__WORKING DATA__
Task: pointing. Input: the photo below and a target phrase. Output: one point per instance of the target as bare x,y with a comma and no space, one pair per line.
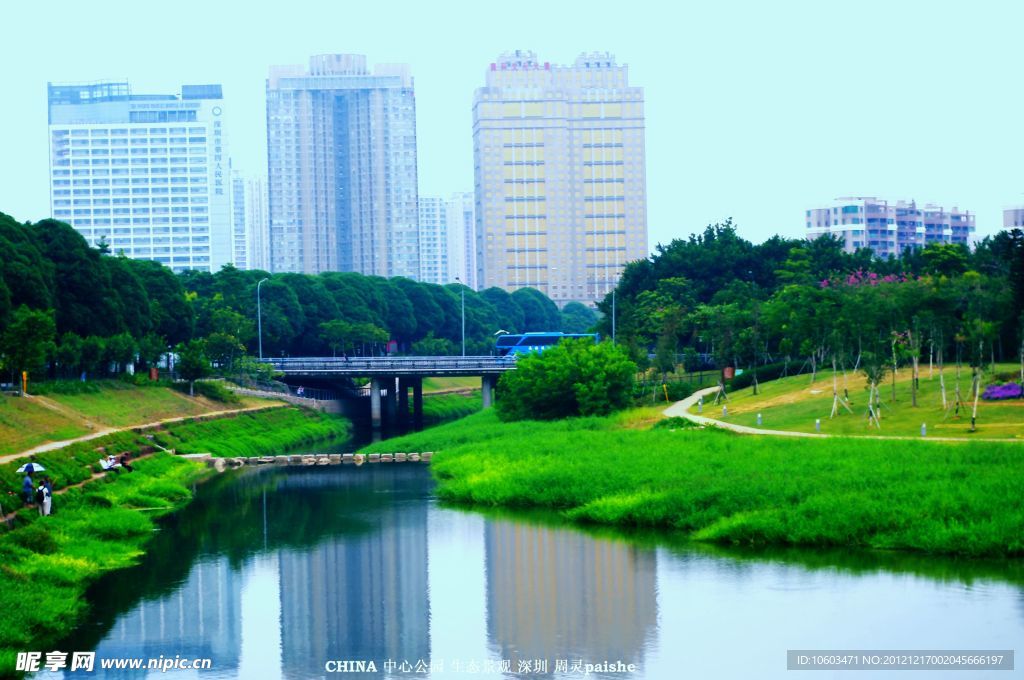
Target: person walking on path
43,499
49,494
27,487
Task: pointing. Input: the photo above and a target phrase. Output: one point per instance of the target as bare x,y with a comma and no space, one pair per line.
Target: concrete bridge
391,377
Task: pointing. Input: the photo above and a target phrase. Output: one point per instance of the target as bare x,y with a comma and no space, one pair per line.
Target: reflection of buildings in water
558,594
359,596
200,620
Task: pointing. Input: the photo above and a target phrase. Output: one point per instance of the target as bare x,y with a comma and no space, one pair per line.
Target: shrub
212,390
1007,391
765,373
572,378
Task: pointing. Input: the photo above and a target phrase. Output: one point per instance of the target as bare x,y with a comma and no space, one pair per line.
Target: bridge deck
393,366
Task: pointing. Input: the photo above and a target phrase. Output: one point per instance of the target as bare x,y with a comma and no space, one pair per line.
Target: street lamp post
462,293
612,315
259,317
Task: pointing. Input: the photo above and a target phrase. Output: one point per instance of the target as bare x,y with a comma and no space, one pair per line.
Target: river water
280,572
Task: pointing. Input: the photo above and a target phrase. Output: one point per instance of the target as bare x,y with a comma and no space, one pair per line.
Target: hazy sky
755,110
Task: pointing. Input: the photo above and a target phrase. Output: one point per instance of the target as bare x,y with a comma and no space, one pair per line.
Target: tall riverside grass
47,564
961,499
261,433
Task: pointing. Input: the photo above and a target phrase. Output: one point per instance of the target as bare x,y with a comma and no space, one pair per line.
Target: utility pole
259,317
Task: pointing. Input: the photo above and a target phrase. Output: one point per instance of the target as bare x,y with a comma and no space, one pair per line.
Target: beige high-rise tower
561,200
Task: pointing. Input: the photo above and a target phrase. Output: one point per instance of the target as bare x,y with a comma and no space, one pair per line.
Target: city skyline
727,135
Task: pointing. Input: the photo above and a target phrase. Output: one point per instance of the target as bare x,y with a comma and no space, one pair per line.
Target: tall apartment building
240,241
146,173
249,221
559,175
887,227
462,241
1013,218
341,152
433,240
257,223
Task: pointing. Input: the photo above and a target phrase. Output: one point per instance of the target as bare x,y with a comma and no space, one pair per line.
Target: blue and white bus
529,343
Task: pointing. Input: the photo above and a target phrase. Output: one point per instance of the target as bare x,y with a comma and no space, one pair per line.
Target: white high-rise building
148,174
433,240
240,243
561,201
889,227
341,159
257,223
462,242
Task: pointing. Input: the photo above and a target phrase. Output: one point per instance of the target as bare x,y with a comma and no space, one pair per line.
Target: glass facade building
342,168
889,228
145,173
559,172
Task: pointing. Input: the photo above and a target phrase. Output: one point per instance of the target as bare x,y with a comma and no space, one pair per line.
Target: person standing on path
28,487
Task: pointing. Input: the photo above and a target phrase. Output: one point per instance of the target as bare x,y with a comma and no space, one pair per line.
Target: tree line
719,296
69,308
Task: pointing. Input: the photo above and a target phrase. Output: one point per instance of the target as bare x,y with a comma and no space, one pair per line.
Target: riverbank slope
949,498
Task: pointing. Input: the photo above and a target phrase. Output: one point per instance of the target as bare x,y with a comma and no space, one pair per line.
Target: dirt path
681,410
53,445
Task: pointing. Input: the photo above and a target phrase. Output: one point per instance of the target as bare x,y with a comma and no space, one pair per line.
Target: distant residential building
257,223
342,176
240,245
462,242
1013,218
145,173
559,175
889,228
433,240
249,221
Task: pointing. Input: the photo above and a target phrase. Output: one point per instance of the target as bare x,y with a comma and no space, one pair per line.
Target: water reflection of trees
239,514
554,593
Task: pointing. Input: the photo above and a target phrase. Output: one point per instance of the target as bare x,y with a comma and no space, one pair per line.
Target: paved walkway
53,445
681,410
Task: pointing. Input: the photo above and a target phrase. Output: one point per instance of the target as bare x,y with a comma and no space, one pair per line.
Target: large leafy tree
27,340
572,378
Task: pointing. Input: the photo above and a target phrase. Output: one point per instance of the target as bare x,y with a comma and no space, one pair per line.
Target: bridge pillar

__GOAL OF THE EXERCISE__
The listing above should be transcribed word for word, with its pictures left out.

__ANSWER SPACE__
Task: pointing. Input: the photo below and a target phrase. Output: one point per instance of the target as bare x,y with a comma and no space, one pair per line.
Target: person walking on path
43,499
49,494
27,487
Task: pointing. Input: the photo above and a target phrase. Output: one point per instance of the target as bare x,y with a comma and no space, one pair per line.
Target: concrete bridge
391,377
Task: pointing. Input: the photo above and a target phrase. Output: one point per instance of the target as bare x,y with a comma and no space, one pair per line.
Target: reflection of buildings in water
558,594
359,596
200,620
Task: pointing. Input: the photo above and a target phrase. Output: one point per instance of the target as bare x,y with a comma and no space, one pair per line.
Target: shrub
212,390
1007,391
765,373
572,378
Task: pointing. Input: the photo above and a target phrase. Output: one point per instance of the target as bare x,y with a comma and no space, one pair per line.
Target: bridge deck
393,366
Task: pointing. Input: the photo above and a target phrase. Output: one point per instance of the target as bare x,y with a comma and no space, one pair per line.
Target: street lamp post
462,293
612,315
259,317
Task: pointing. Input: the photo above and a target phrase. Output: one point per instance of the target as bare x,y with a comma and no space, one pair per line.
Target: river water
280,572
Task: pointing. Input: the photo above and a target phrase. Output: one point per instance of the target as bare x,y with a comma and no space, one pair per line.
Target: hazy sky
755,110
Task: pointing. Input: the photo above and a target phrase. Output: one point per instance of the target as bare x,y with a comma and no space, one pair per line.
Target: tall riverside grass
47,564
961,499
261,433
Task: pointing. Input: the photo above and a target phrase. Output: one point per instance of the target as bare x,y with a comma and no space, one pair per line.
Target: utility pole
259,317
Task: pointing. Input: the photo above and a target phrase. Output: one point per instance of the target as bare x,y with a comma and no space, one pair per line.
Target: beige high-rise tower
561,200
Task: pointing. Input: the photo above and a target phrase. Output: one point per instance of the target as bare x,y with a comma and no space, one pair per line.
Target: city skyline
727,135
Task: pointing. Input: the photo above and a target phrase. Output: one point per instance of the target as bare x,y with a comma and no space, one pair per line.
Target: tall apartment building
240,241
146,173
249,221
559,175
887,227
462,241
1013,218
341,152
433,240
257,223
Task: pointing. Input: the photo above and a target phrase. Output: one point per instance of the target as bare x,y with a comma and no space, one pair per line.
Target: blue and white bus
529,343
Task: pointing. Input: the photo above and a target phrase. Output: one point per instance of the target as bare x,y with a comma and no space, one pair per line.
Target: white high-rise building
148,174
433,240
240,243
561,201
889,227
341,159
257,223
462,242
Task: pointing. Input: the photo above and a target phrase. Output: one point per instance of the target as bare x,y with a comma and no space, one pair per line.
Target: glass facade building
342,168
889,228
145,173
559,172
Task: pointing. Input: the photo above and a target phrase. Output: one point per instance of the target as bare x,y with a comma and no space, one pair per line.
Target: person standing on path
28,487
Task: pointing. Input: the photo above and a target phrase. Output: one point per instance of the target as bare x,y with a comma and no space, one pair per line.
Target: tree line
719,296
69,308
Task: pointing. Input: the photo above and a target phrase. Output: one point per instance of the target as bare x,y with a comma and no space, one pair per line.
Target: riverbank slope
949,498
Task: pointing. Input: the photo above and a target phrase. Output: one point per instance of the target as bare x,y with a comma and no space, one pair per line.
Target: dirt path
681,410
53,445
Task: pointing. Input: the photo above and a target phrase. Output: one point per instance of the target as bare x,y with a comma and no space, one pair per line.
Target: distant residential building
257,223
342,176
240,245
462,242
1013,218
145,173
559,175
889,228
433,240
249,221
Task: pointing. Input: the photo above and a target phrase. Output: one point per instance of the target as bare x,y with a comma and no space, one pair per line.
Target: water reflection of trees
239,514
554,593
Task: pointing. Input: the photo above and a target phrase. Output: one point per instance of the target as bare x,y with a comma and no space, one pair per line.
Target: paved walkway
53,445
681,410
Task: pointing. Input: the photo above and a target phrase. Output: one point per instance of the target as bare x,y with a comma and no space, one pair per line.
Target: large leafy tree
27,340
572,378
Task: pointing. Input: the photo above and a target phrase. Output: one point per instance of the target as bare x,y with a comma and no space, one pair per line.
Target: bridge pillar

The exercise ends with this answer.